# Forum Home Renovation Plastering  Converting 90mm cornice to squareset or shadowline?

## Master Splinter

I'm trying to get a handle on the work involved in taking out a standard 90mm cornice and reworking the join to either squareset or something like shadowline. (I'm trying to go for a more modern look!) 
Is this a viable idea, or would the amount of fiddly work involved in making good the area typically hidden by the cornice be getting close to a "it'd be less hassle to resheet the walls" benchmark?

----------


## Vernonv

It's probably one of those things that you won't know until after the cornice is off. But my bet is that it will be easier to re-sheet. 
The cornice may not come off cleanly and could tear the paper on the wall/ceiling. If it does come off without tearing the paper, there will probably be a fair bit of cleanup work to remove the left over cornice cement. 
The other thing you may encounter is an excessive gap between the wall and ceiling sheets which would make squareset more difficult (although not impossible). 
Having said that, I have a feeling that the shadowline stuff needs to be done from scratch anyway.

----------


## Rod Dyson

It is a tricky job and have done a few, where people have changed their mind after cornice had gone up. 
Never impossible but how difficult it would be would depend on how the sheets were hung in the first place.  
I would forget about shadow line (P50 angle), this does need to be set up right from the start.  
However square set is not out of the question. The cornice adhesive can be cleaned off with a bit of work and a sharp scraper. If the gap is more than 15mm cut strips of plasterboard and nail in place, then tape the join created on the walls and ceiling with paper tape, just the width of a 4" stripper.  
If the gap is only 15mm fill it with cornice adhesive. and scrape back when it sets. Don't leave it too long to scrape back. Then use a ps17 90 deg internal angle to create the square set. This is like an external angle but reversed to make an internal. So the metal bead covers 30mm down the wall and out from the ceiling reinforcing or covering most of the infill pieces that you would put in. In fact the wider the gap the easier it would be to cut in the strips. When you tape the join keep it narrow don't spread the plaster out form the corner wider than the 4" stripper. That will make all the following coats easier.  
Normally I don't like using this angle but for this purpose it is perfect as it will hide a lot of sins!! 
The angle can be trowelled out each side with a 4" for a first coat 6" for the 2nd and 8" for the topcoat.  
You will find this will give you a very clean finish,  
I would give the square set a go, it can be done well using the angles and is more labour intensive but a dam sight cheaper than re sheeting the walls and ceilings. If that is the look you are after.

----------


## Master Splinter

Thanks muchly - that angle sounds like it would make it a lot more robust and possibly easier than I was expecting!

----------

Data section:
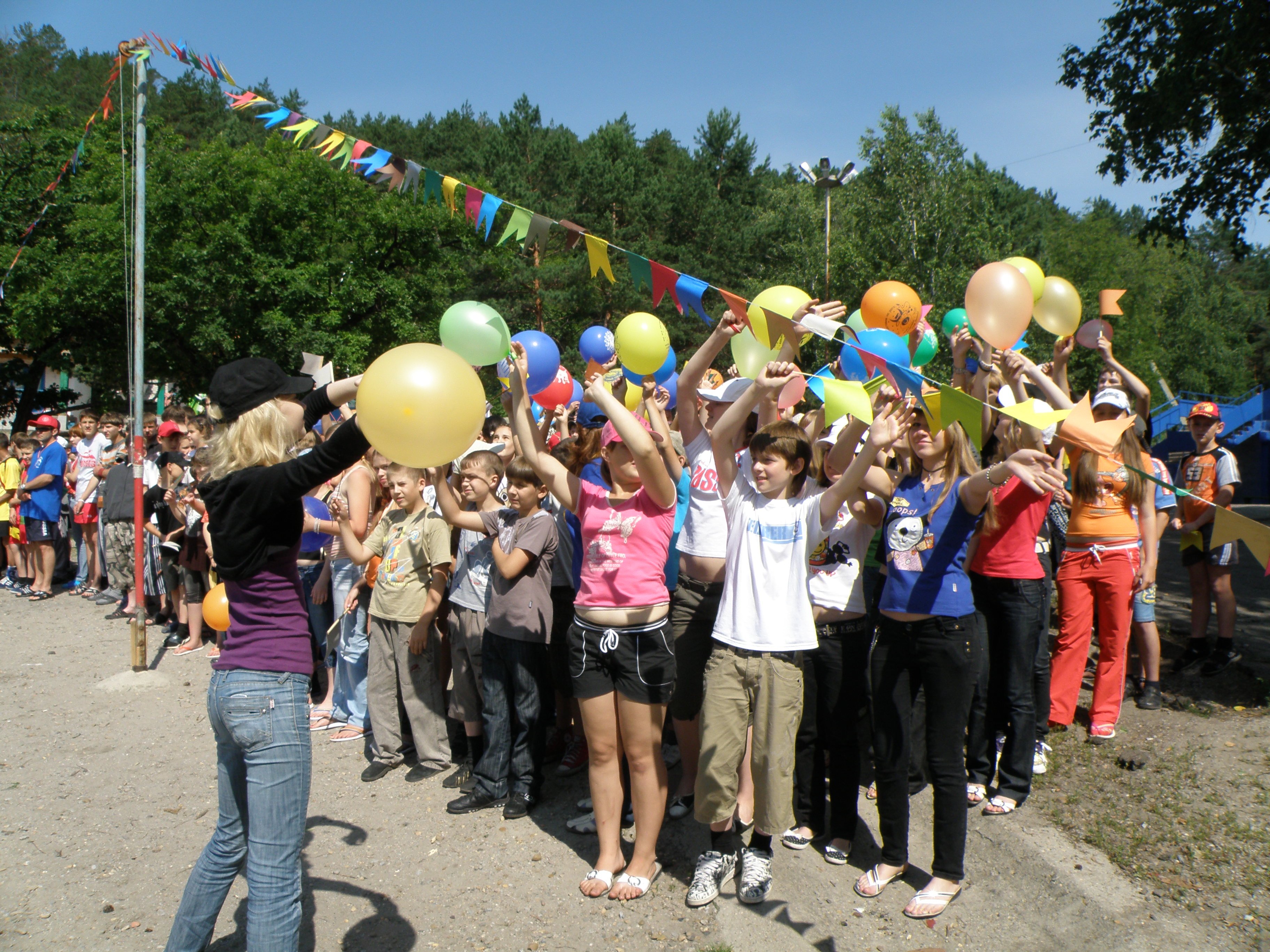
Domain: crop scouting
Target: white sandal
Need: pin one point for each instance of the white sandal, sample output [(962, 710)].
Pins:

Jobs:
(a) Translate this sentence from the cornice thread into Spanish: "The cornice adhesive can be cleaned off with a bit of work and a sharp scraper."
(b) Rewrite part of the cornice thread, beginning at the words "Having said that, I" and stopping after "from the start.". Replace "tricky job" with "fiddly job".

Solutions in order:
(a) El adhesivo de la cornisa se puede quitar con un poco de trabajo y una rasqueta afilada.

(b)
Having said that, I have a feeling that the shadowline stuff needs to be done from scratch anyway.

----------


## Rod Dyson

It is a fiddly job and have done a few, where people have changed their mind after cornice had gone up. 
Never impossible but how difficult it would be would depend on how the sheets were hung in the first place.  
I would forget about shadow line (P50 angle), this does need to be set up right from the start.